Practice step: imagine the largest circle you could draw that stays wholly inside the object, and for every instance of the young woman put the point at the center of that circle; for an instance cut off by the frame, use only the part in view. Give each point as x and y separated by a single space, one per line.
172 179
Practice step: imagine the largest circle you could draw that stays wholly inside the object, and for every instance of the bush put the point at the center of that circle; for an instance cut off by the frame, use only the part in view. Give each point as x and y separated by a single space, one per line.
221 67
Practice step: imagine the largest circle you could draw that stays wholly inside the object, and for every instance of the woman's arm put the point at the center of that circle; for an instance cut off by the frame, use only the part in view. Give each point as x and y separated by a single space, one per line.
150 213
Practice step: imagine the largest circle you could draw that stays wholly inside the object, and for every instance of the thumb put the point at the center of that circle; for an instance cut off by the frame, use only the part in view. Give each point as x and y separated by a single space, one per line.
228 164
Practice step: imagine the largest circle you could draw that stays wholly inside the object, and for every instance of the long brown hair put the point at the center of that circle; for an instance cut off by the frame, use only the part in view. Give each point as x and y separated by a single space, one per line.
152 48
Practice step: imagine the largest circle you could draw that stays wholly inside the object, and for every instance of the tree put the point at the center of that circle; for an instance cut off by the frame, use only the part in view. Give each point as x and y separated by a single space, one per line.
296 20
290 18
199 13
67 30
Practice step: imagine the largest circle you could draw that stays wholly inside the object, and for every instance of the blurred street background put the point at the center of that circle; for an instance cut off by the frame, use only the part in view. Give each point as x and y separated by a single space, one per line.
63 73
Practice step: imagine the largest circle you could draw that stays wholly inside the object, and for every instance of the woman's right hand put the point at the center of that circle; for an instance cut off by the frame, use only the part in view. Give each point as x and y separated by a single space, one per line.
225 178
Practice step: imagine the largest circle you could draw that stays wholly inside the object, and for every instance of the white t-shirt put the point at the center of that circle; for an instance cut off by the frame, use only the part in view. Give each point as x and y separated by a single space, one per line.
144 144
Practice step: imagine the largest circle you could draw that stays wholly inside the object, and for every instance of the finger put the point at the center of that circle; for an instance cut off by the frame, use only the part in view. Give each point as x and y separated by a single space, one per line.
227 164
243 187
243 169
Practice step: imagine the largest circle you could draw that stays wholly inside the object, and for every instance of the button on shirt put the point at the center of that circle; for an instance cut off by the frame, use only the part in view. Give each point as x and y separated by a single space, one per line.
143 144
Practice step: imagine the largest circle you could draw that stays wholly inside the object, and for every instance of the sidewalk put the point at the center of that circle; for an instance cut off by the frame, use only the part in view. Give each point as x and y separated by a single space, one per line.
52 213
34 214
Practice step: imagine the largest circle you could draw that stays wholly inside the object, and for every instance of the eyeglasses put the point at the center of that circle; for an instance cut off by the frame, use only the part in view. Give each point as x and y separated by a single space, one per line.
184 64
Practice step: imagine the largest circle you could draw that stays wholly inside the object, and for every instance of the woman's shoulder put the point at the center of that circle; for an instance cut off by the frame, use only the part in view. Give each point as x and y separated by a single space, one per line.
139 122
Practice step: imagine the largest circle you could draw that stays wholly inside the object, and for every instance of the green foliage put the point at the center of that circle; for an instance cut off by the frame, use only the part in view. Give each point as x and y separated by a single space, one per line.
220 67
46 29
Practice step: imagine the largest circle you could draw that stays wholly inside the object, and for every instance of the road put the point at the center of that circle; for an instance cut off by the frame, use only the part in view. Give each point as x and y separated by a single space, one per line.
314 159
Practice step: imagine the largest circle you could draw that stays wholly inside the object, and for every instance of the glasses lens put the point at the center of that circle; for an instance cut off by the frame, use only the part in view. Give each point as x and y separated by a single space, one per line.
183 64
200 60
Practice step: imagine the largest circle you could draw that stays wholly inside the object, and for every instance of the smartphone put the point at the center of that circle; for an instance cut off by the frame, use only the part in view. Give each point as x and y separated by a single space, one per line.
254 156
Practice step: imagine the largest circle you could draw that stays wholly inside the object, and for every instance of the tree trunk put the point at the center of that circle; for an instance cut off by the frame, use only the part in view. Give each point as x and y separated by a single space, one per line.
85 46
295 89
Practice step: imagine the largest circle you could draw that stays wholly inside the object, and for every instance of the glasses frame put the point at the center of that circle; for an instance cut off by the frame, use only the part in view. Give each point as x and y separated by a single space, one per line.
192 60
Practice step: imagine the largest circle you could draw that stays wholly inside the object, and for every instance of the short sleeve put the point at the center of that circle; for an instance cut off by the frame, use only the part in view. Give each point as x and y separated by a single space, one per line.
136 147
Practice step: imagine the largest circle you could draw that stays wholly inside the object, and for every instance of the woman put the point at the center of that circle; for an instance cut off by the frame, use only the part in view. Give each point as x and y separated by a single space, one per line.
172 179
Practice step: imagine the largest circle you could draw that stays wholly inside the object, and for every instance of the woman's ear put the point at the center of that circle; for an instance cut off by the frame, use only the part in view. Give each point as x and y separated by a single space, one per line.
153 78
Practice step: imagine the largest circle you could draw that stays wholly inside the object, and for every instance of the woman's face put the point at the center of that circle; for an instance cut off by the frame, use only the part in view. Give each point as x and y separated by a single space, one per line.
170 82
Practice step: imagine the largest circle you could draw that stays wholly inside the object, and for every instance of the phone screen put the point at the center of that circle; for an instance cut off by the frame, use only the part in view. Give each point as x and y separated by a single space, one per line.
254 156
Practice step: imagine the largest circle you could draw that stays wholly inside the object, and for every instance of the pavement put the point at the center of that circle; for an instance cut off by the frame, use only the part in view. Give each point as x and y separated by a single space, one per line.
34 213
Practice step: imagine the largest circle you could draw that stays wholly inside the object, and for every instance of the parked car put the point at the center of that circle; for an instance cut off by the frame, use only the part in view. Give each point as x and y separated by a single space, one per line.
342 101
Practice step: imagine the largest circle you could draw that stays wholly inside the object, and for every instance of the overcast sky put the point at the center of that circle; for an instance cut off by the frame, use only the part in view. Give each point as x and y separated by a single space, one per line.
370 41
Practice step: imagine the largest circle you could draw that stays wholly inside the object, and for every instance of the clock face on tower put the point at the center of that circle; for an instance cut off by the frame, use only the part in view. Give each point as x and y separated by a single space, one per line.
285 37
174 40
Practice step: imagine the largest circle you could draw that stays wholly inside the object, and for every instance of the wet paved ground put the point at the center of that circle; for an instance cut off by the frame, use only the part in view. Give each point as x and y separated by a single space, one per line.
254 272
★ ★ ★ ★
*Exercise aim*. Transcribe every entry word for word.

*Task solution*.
Practice step: imagine the largest circle you could draw that stays wholly inside the object, and for every instance of the young woman put the point at the center of that circle; for an instance cut off by the frame, use only the part in view. Give each point as x and y separated by a single space, one per line.
172 179
Practice step: imagine the largest circle you could draw that stays wholly inside the object, and for every instance of the bush put the point at the center of that circle; for an instance cut off by the frame, use only the part in view. Give each point as x and y separated by a single space, one per line.
221 67
Practice step: imagine the largest circle you could draw that stays wholly inside the object, and for every instance of the woman's arm put the point at the center of that circle; for an instance cut off by the frame, use only the part in view. Give each point as x and y separated by a single space, one per line.
150 213
Practice step: imagine the largest circle you could draw that stays wholly inside the object, and for every instance of the thumb put the point at the center of that circle; for an instance cut off by the frame, use only the part in view. Give each point as x and y separated by a single space, one per line.
228 164
Practice step: imagine the largest circle you could draw that stays wholly inside the object, and for every instance of the long brown hair put the point at the center of that circle; for an instance cut off by the frame, use only the part in view. Give each point as x and y separated by a single space, one per line.
152 48
Practice step: imagine the largest circle you could draw that stays wholly inside the object, and for every instance of the tree put the point at the center of that circle; for an instance cut off by the frame, use only the part in view. Give each point as x and y separated by a single space, one per line.
296 20
290 18
199 13
67 30
Practice step: imagine the largest circle you could draw that stays wholly inside the object, and for every instance of the blurred street background put the point at the center of that circle; for an instance cut off by the frame, use only the part in view. Give each point as x and y separated by a single space, one per line.
63 73
Practice step: imagine the largest circle you could draw that stays wholly inside the object, and for every instance of the woman's right hand put the point at the center of that circle; for an instance cut off by the frame, use only the part in view. Give each point as x and y separated by a single space, one per line.
225 178
Practice step: imagine the largest circle you could draw that stays wholly inside the object, and for every instance of the white t-shirt put the point at the center of that circle; for an instance cut off by the frame, use only the part in view. Give each point as x and y separated by a single space, one per line.
144 144
Practice step: imagine the largest circle you could draw that stays wholly inside the object, and for every instance of the finger put the point at the center of that circle; for an instance cut off by the frame, use only the part in view. Give each point as x and y separated by a single space, one per line.
227 164
243 187
243 169
Practice step: imagine the largest circle you could draw that stays wholly inside the object, and for every instance of the button on shirt put the point at the center of that circle; for an instance cut off by the frame, use only the part in view. Give each point as x and y separated by a single space, one per line.
143 144
Practice step: imagine the largest circle you could draw that stays wholly inside the object, and for every instance of the sidewalk put the point at the center of that circle; for an instance cut off by the frame, use only the part in view. Give each point as x and y separated by a single space, one per line.
52 213
34 214
Practice step: imagine the largest circle you could draw that stays wholly inside the object, and for every instance of the eyeglasses put the point at the center of that circle; for an instance cut off by the frame, use only the part in view. Give each point as x and y separated by a single space, one per line.
184 64
Practice step: imagine the largest circle you could draw that stays wholly inside the object, and for every instance of the woman's shoulder put the point at the center of that circle; for an instance cut off by the frame, use only the part in view. Give each point as x and y separated by a single space, one per line.
139 122
Practice step: imagine the largest circle you could draw that stays wholly inside the object, and for every instance of the green foliage put the point at the center of that circle; for an instance cut off by the frame, use only the part in view. Give each point as x and y separated by a single space, one per line.
220 67
46 29
Practice step: imagine the largest circle you could draw that stays wholly inside the object, and for every instance of the road put the point at the center of that circle; for an instance cut off by the frame, use only the part in view. Give each point as x and y separated by a single space, one per line.
314 159
Practice step: imagine the largest circle you could draw that stays wholly inside the object, and for every instance of the glasses lens put the point at the center of that circle; for an instance cut off by the frame, use only the part in view. Give each point as x and y separated by a single space, one per line.
183 64
200 60
Practice step: imagine the largest circle you could draw that stays wholly inside the object, and for every instance of the smartphone put the point at the center of that circle; for an instance cut off by the frame, use only the part in view. Give each point as x and y separated by a single space, one per line.
254 156
Practice step: imagine the largest circle you could draw that stays wholly inside the object, and for every instance of the tree trunk put the point at the center of that circle; for an instance cut off by the frame, use only the part in view. Give each point as x and y separated by a single space, one per line.
85 46
295 89
Practice step: imagine the largest circle you could draw that stays wholly inside the object, and for every instance of the glasses frame put the point at the center of that circle; for an instance cut off by the frame, use only the part in view. Give each point as x and y separated by a single space, one per line.
192 60
Practice step: imagine the largest circle you could draw that stays wholly inside the object, and for every instance of the short sleeve put the point at the center of that circle; for an instance cut off by the frame, use only the part in view. Give each point as x and y separated by a single space, one per line.
136 147
Practice step: imagine the largest circle you could draw that stays wholly inside the object, and for every instance of the woman put the point at the center of that circle; for an instance cut off by the frame, use only the part in view. Give each point as x and y separated by a single space, one per line.
172 179
Practice step: imagine the largest circle you could draw that stays wholly inside the object, and for every instance of the woman's ear put the point at the center of that circle; for an instance cut off by the frame, use only the part in view. Give each point as x and y separated by a single space, one per line.
153 78
Practice step: imagine the largest circle you could draw that stays wholly inside the object, and for every instance of the woman's face put the point at the center of that circle; for an instance cut off by the frame, use only the part in view. Give each point as x and y separated by a single space, one per line.
170 82
Practice step: imagine the largest circle you could draw that stays wholly inside the object, and for every instance of the phone screen put the point at the center of that circle; for an instance cut off by the frame, use only the part in view. Give each point as x and y separated by a single space, one per line.
254 156
Practice step: imagine the largest circle you could draw that stays wholly inside the object, and for every instance of the pavement put the point at the center of that circle; for an instance cut off by the frame, use only the part in view. Give each point as x and y separated by a single space, one per line.
34 213
Practice step: imagine the largest circle you could draw that stays wholly inside the object, and for every instance of the parked car put the point at the center of that circle; for an instance cut off by the frame, use only the part in view. Give each point as x and y separated by a single space, one per line.
342 101
Practice step: imagine the largest circle you could draw that stays wholly inside the object, and for every instance of the overcast sky put the point at the center of that circle; for an instance cut off by the frame, use only the part in view. Give each point as x and y separated by a single space, one per line.
370 41
Practice step: imagine the largest circle you could draw that stays wholly inside the object, and for every instance of the clock face on tower put the point at the center of that circle; for an instance cut off by the frame, use only the part in view. Give each point as x and y separated by a single space, one per line.
285 37
174 40
Practice step: imagine the largest circle you could draw that stays wholly inside the object, and for every instance of the wet paved ground put the point at the center of that circle; for an instance cut off by the frame, use only the part in view. Give each point as x and y separated by a single space, one per line.
254 272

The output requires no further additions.